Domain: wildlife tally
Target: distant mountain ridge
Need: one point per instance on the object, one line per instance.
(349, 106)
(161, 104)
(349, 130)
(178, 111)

****

Short task :: Copy every one of the rows above line for line, without changing a single character.

In response ::
Domain: wildlife tally
Target: distant mountain ridge
Need: one point per instance on the object, one line per instance.
(349, 106)
(161, 104)
(349, 130)
(178, 111)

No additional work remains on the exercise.